DATA TO PROCESS:
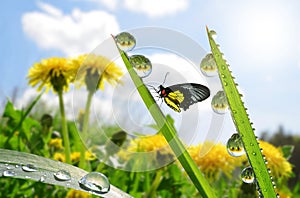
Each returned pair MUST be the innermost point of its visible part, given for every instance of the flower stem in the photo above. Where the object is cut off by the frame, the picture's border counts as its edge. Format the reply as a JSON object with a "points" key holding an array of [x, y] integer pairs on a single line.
{"points": [[85, 128], [64, 128], [155, 184]]}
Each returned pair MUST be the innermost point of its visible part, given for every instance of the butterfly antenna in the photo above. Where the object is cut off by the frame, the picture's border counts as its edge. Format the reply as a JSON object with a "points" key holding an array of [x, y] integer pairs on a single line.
{"points": [[166, 77], [152, 87]]}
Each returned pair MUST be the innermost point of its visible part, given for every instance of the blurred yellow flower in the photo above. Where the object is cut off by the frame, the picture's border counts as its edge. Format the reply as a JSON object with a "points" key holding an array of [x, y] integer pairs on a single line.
{"points": [[217, 160], [90, 156], [278, 165], [54, 73], [59, 157], [150, 143], [75, 156], [94, 70], [56, 143], [78, 194], [147, 144]]}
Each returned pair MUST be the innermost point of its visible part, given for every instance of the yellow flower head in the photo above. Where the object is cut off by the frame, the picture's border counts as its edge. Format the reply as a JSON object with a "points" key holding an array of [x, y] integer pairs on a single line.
{"points": [[56, 143], [54, 73], [59, 157], [78, 194], [278, 165], [95, 70], [75, 156], [90, 156], [217, 160]]}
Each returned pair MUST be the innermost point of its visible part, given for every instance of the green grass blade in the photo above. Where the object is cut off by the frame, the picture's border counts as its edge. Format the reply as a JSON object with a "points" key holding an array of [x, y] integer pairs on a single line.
{"points": [[242, 122], [169, 133], [13, 161]]}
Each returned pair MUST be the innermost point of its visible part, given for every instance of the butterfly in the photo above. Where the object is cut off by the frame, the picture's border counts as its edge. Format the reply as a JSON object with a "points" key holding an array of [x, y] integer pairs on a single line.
{"points": [[183, 95]]}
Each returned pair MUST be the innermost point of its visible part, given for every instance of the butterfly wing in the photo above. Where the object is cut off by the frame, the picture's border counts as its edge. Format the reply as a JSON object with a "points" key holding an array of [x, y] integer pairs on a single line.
{"points": [[184, 95], [173, 100]]}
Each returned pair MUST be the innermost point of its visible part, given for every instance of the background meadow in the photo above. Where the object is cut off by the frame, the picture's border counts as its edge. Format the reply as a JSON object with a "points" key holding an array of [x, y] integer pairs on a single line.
{"points": [[265, 34]]}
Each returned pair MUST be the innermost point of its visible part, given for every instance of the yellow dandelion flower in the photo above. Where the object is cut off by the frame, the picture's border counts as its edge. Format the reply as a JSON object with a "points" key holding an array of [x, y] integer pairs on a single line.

WRITTEN REQUEST:
All of the material above is to be copied exactly, except for its images.

EXERCISE ANSWER:
Each returned pair MUST be the innermost point of its visible part, given for every instance of the flower stem in the photo above. Where the object is cut off by the frame, the picture's border counts as its edge. Format the reply as a JSON object with a "points" key holding an array of [x, y] integer pairs on a single line.
{"points": [[85, 128], [64, 128], [155, 184]]}
Each returned pair MUST be the innermost point of its visible part, given for every instance of the butterfly antenna in the photo above. Where the object is cut off by the frame, the picture's border counts as its edge. Format the reply as a JSON object with a "points" key holding an array of [x, y] integer pairs on a single line.
{"points": [[166, 77], [152, 87]]}
Each returned pair MUST be the innermost point of its visible part, given for every instance of the blurred yellow flower in the photo above. Where the object is cut off by the frame, the picture's border counts as its edge. Format the reply as a JSON object with a "points" key holding an array of [x, y] integer pairs on a single line.
{"points": [[217, 160], [90, 156], [278, 165], [54, 73], [59, 157], [150, 143], [75, 156], [94, 70], [56, 143], [78, 194], [147, 144]]}
Each returned pair MUST be the innermost point of its visible part, given for every instance of the yellow flower head in the photo above. Where the object is cut off by the frame, the picture's border counts as its edge. Format the reply as a JSON object with a "points" key holding an array of [x, y] integer pairs on a single line.
{"points": [[56, 143], [54, 73], [59, 157], [78, 194], [278, 165], [95, 70], [75, 156], [90, 156], [217, 160]]}
Each returned pair MUST be the innermost point of its visible part, given for every instance of the green grass blade in the photo above. Where the object is cut off by the frame, the picture's border counts as its edge. Format the reply as a JSON object with a "points" key holding an array of [x, y] integer pairs on a single line.
{"points": [[242, 122], [169, 133], [13, 161]]}
Each returned pair MUST be the innermost point of its visible part, given for every instance of the butterfly in the photo above. Where the object is cut off by the frame, the picture's border counts as its edge. Format the reply as a JSON object with a "points" key holding an array of [x, y] integer pairs on a single line.
{"points": [[183, 95]]}
Each returned pair MUST be the innermost point of its visible part, given for every instance of the butterfly wing in the photo above. Where the object is cut off by the frame, the picture's border counts as its edge. Format the reply as a JSON object with a "points" key holding an array of [x, y] integer pairs on a single line.
{"points": [[184, 95], [173, 100]]}
Each returned pair MUST be the innermost point of its visible part, given for every instance of the background meadow in the photo above. Where the object is cut off by the frame, the picture's border counts as its edge. Format the reply as a JSON object with a "points" key holding an array of [x, y] integer pairs on a single line.
{"points": [[265, 34]]}
Each returned pair MUST be the innermost point of its visible part, given for every instance of the yellow dandelion flower in the photo above. Where the object is cut off by the frame, the picture's border counts as its edge. Format the reply as a JSON object with a "points" key holding an array of [x, y] integer pairs on a single line.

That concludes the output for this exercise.